### WORK ITEM
From the line with "Task: identify the dog's muzzle" through the final line, please write out the listing exactly, including both of those lines.

[Opening THE RECORDS section]

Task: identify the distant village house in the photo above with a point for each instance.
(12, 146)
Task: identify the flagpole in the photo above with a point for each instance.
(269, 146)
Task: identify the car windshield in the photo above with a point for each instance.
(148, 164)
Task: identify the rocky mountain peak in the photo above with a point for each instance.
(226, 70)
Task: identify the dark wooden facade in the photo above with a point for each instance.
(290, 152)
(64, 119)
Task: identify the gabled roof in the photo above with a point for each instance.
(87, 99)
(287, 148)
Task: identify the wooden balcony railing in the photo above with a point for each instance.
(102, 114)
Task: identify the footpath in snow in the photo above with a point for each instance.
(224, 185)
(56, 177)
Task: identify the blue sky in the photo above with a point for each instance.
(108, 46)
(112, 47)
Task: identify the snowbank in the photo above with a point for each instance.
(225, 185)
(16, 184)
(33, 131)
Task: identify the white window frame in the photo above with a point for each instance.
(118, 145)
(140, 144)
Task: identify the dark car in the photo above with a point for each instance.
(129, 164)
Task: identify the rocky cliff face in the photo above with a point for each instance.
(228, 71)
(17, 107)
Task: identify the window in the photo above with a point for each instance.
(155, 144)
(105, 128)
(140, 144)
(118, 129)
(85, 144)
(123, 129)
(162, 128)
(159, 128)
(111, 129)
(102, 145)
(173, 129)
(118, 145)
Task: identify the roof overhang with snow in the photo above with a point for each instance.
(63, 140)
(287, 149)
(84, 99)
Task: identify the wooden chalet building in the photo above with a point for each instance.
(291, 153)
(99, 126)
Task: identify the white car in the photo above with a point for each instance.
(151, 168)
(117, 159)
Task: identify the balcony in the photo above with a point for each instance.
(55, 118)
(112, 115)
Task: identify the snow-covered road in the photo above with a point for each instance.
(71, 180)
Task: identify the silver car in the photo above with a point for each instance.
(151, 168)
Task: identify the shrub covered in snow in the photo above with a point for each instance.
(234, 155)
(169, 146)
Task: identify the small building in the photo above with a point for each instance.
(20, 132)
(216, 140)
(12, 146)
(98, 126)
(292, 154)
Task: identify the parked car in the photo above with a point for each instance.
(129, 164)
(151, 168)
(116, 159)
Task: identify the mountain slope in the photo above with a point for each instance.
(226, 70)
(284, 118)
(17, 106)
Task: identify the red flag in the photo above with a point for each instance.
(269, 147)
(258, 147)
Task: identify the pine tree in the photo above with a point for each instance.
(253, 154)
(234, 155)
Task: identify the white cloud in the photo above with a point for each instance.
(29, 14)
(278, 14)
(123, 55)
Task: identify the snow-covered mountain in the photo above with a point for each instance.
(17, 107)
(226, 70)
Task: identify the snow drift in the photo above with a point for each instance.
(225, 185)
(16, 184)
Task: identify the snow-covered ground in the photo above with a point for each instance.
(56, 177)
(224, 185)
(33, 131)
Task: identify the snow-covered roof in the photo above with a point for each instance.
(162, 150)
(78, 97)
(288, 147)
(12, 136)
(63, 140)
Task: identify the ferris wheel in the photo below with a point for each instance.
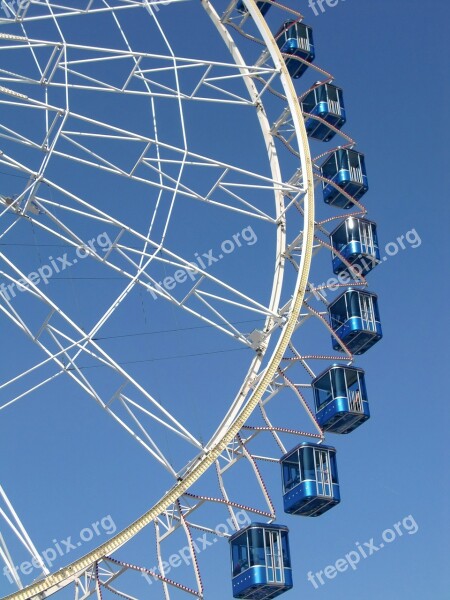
(160, 248)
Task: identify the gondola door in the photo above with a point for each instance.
(367, 312)
(274, 557)
(323, 472)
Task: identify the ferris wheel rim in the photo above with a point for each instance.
(56, 581)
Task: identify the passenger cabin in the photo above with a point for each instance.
(325, 101)
(296, 39)
(356, 240)
(340, 398)
(310, 479)
(261, 4)
(355, 319)
(347, 170)
(261, 561)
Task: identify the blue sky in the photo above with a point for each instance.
(76, 468)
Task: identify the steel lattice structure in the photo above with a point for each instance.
(53, 135)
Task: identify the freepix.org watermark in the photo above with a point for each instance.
(63, 547)
(11, 7)
(353, 558)
(411, 239)
(55, 265)
(205, 260)
(201, 543)
(316, 5)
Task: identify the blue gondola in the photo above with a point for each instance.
(261, 561)
(310, 479)
(357, 241)
(354, 317)
(325, 101)
(296, 39)
(261, 4)
(347, 169)
(340, 397)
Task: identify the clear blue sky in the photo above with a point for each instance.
(389, 57)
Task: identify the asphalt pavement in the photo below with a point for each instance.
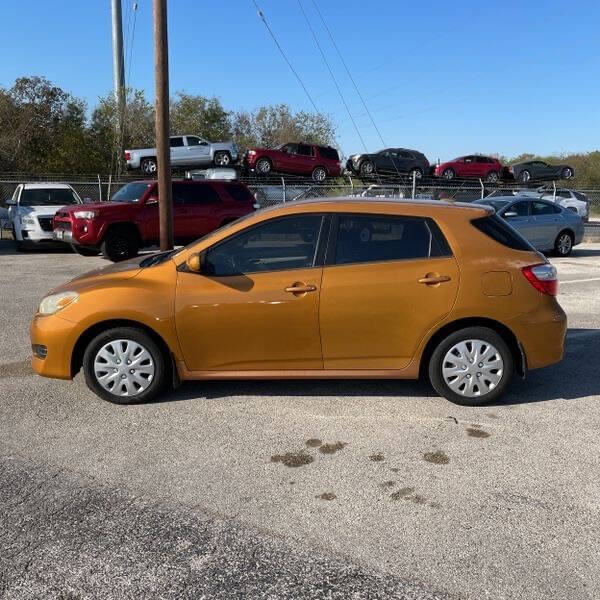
(307, 489)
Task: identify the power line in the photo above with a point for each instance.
(348, 72)
(332, 75)
(264, 20)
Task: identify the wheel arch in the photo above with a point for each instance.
(517, 351)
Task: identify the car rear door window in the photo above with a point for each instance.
(375, 238)
(280, 244)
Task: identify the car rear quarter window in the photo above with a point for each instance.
(496, 228)
(379, 238)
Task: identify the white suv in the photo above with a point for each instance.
(32, 208)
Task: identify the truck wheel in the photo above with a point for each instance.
(149, 166)
(84, 251)
(119, 244)
(222, 159)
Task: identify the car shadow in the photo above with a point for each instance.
(575, 377)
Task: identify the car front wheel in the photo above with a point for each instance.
(472, 366)
(124, 365)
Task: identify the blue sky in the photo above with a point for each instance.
(447, 78)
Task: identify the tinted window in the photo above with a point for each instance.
(329, 153)
(497, 229)
(280, 244)
(239, 193)
(371, 238)
(543, 208)
(190, 193)
(47, 197)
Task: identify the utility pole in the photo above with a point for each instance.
(163, 148)
(118, 74)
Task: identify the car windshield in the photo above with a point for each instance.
(48, 197)
(132, 192)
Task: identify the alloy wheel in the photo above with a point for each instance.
(124, 367)
(472, 368)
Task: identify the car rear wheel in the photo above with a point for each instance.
(149, 166)
(319, 174)
(222, 159)
(563, 244)
(124, 365)
(472, 366)
(83, 251)
(366, 168)
(263, 166)
(119, 244)
(525, 176)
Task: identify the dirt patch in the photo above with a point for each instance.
(313, 443)
(327, 496)
(437, 458)
(16, 369)
(293, 459)
(332, 448)
(478, 433)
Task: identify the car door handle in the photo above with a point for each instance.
(300, 288)
(434, 279)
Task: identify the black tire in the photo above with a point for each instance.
(319, 174)
(366, 168)
(149, 166)
(263, 166)
(222, 158)
(83, 251)
(525, 176)
(159, 360)
(120, 244)
(485, 335)
(563, 245)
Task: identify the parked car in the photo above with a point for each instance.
(547, 226)
(574, 201)
(129, 222)
(389, 160)
(32, 208)
(538, 170)
(301, 158)
(471, 166)
(186, 151)
(341, 288)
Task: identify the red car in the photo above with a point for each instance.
(319, 162)
(128, 222)
(474, 165)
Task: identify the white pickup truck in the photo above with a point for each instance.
(186, 151)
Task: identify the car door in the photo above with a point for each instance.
(519, 217)
(547, 223)
(387, 280)
(256, 305)
(197, 151)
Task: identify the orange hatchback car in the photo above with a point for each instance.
(336, 288)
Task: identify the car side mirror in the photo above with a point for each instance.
(196, 262)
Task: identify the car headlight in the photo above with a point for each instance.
(85, 214)
(55, 302)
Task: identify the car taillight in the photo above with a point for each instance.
(542, 277)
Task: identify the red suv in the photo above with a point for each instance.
(129, 222)
(481, 167)
(319, 162)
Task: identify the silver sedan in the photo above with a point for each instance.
(545, 225)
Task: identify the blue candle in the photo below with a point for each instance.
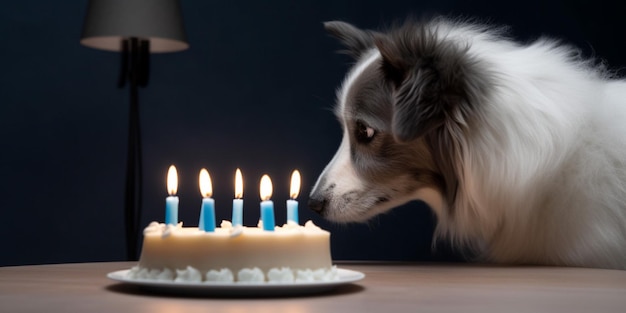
(207, 211)
(237, 219)
(292, 210)
(208, 215)
(267, 206)
(171, 202)
(171, 210)
(292, 204)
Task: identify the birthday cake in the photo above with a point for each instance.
(289, 254)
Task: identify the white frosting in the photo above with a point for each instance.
(301, 254)
(224, 275)
(189, 274)
(282, 275)
(251, 275)
(246, 275)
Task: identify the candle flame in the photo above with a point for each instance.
(238, 184)
(266, 188)
(295, 184)
(172, 180)
(206, 188)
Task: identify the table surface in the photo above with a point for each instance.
(392, 287)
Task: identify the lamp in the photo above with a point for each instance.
(135, 28)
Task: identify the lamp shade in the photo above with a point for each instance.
(108, 22)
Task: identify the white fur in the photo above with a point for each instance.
(543, 170)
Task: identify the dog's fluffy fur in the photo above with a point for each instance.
(520, 150)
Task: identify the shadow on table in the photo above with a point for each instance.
(152, 291)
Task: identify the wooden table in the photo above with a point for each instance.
(386, 288)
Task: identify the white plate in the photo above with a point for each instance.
(240, 289)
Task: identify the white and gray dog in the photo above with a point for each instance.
(519, 149)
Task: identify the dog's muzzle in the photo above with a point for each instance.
(318, 204)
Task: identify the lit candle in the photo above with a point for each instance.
(292, 204)
(238, 201)
(267, 206)
(207, 211)
(171, 202)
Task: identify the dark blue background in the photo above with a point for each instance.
(254, 91)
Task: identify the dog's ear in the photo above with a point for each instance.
(355, 40)
(429, 78)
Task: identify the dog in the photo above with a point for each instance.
(519, 149)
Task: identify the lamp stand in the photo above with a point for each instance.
(135, 64)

[Closing THE RECORDS section]

### EXERCISE RESULT
Task: identify the dog's muzzle in the photo above with a point for each instance.
(318, 204)
Task: identify the lit candle in the photo above with a point for each instance.
(292, 204)
(238, 201)
(267, 206)
(207, 211)
(171, 202)
Task: identify the dark blue background in the photo above with a point for each instance.
(254, 91)
Task: identify the dog's ear in the photo above with a point for each instance.
(355, 40)
(429, 78)
Task: identify the dog in the photo above with a point for each instance.
(519, 149)
Task: identify the lamp stand in the photo above with a point for each instance.
(135, 64)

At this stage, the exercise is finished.